Tasks:
1/ What price does the blog post give for the children's book sold in the village?
2/ Retype the blog post between "The incident left" and "just ignore it.", inclusive.

Selected text:
* Begin *

Does anyone give a shit anymore?

There’s a book for sale in the little village where I live.

It’s aimed at kids and written by a local man. I’ve seen it in a couple of gift shops and the community centre. It costs £5.99.

I’m always interested in local writers so I had a quick scan through the pages. I was worried that the production levels seemed to be very basic but this concern was overridden by my admiration that the author had managed to get his story into print. Fair play to him, I thought. Anything that encourages children to read books must be welcomed.

I also considered if it might be something that my own son might like to read. But the back cover says it’s for kids aged 9-12. My boy is four. Come back in a few years.

As I’ve moved around recently I’ve seen the book in a shop every now and then. Sometimes I wonder if it’s selling a few copies, secretly hoping that parents are supporting a local author.

And that really ought to be the end of this story.

But yesterday morning I met a friend for coffee and he asked me if I was aware of the book. Then he asked me if I had read it. He knows my thoughts on the importance of good and clear communication and wanted to highlight that the book was full of errors.

I suggested he might be exaggerating so he produced his phone. He had made a note of all the mistakes he had spotted.

It was a long list.

Apostrophes missing or in the wrong place. Commas incorrectly used or not at all. Basic mistakes. A catalogue of grammatical and linguistic confusion.

Now I was intrigued. This was something I had to see for myself. I went straight to the community centre where the book is sold. I opened it at a random page. This is one of the first passages I read:

‘The beds are plain. That’s the only way to describe white quilts on single shite beds against white walls.’

Single shite beds.

Now, I’ve got no particular interest in naming the book or embarrassing the author here but I’m assuming this cannot have been his intended sentence.

I said earlier that the production values of the tome were low. But I’m assuming that there must have been some process that allowed it to be published. Surely someone, if only the author himself, must have read it before it was committed to print.

The errors are compounded by the fact that the book is targeted at children. A parent might buy it thinking that it will improve their son or daughter’s reading or writing skills.

The incident left me with a feeling which is depressingly familiar.

People who know me or this blog will be aware that I try to make a living in the communications business. A little bit of writing, some editing and proof reading, teaching writing skills to others.

Sometimes I’ll be sent or given a piece of text to comment upon. Maybe a news article or feature, a press release or manuscript. Sometimes a whole magazine to proof.

What I generally do is make a list of things that need fixed. Typos, grammar problems, spelling mistakes, logic flow, clumsy construction, sentences which make no sense.

I’ll communicate my findings to the author or publisher. Sometimes they listen. Sometimes they just ignore it.

I’ve seen press releases issued or articles appear in print containing mistakes which I’d previously pointed out needed to be corrected.

Tell someone that they’re not good at maths and they’ll probably laugh with you and agree. Tell them that their basic writing skills are poor and you risk making an enemy for life.

* End *

Dataset extract:
* Begin *

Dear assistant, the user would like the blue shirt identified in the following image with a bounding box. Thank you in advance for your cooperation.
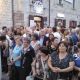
[12,45,22,67]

* End *

Results by task:
1/ £5.99

2/
The incident left me with a feeling which is depressingly familiar.

People who know me or this blog will be aware that I try to make a living in the communications business. A little bit of writing, some editing and proof reading, teaching writing skills to others.

Sometimes I’ll be sent or given a piece of text to comment upon. Maybe a news article or feature, a press release or manuscript. Sometimes a whole magazine to proof.

What I generally do is make a list of things that need fixed. Typos, grammar problems, spelling mistakes, logic flow, clumsy construction, sentences which make no sense.

I’ll communicate my findings to the author or publisher. Sometimes they listen. Sometimes they just ignore it.